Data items
= = =

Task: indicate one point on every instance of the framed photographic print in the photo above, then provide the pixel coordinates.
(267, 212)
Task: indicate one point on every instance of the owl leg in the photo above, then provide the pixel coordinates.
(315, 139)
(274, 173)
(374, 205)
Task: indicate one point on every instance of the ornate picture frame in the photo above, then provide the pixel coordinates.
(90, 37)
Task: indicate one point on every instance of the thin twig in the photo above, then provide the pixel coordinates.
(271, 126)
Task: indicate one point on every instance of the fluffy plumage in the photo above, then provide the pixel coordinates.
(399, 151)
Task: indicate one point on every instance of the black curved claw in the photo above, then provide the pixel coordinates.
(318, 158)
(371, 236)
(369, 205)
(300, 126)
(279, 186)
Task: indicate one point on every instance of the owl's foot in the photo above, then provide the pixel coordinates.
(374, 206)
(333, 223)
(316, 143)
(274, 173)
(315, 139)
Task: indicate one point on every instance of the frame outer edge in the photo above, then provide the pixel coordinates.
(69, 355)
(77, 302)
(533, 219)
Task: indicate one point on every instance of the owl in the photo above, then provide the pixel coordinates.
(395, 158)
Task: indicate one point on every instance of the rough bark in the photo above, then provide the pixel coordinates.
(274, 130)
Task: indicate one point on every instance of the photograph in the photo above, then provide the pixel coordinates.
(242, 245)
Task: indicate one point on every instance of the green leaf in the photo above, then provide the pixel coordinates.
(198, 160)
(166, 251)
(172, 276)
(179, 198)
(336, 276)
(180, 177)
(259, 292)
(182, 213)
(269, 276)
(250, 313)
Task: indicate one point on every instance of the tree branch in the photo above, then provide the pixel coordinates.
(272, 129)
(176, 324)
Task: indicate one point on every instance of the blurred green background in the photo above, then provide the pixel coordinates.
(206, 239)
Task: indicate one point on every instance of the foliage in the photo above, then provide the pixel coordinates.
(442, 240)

= = =

Beginning at the line that holds "Task: indicate one point on every instance of the foliage", reproduce each line of the records above down to and including the last one.

● **Expected answer**:
Task: indicate one point on every instance of the foliage in the photo above, then provide the pixel coordinates.
(442, 240)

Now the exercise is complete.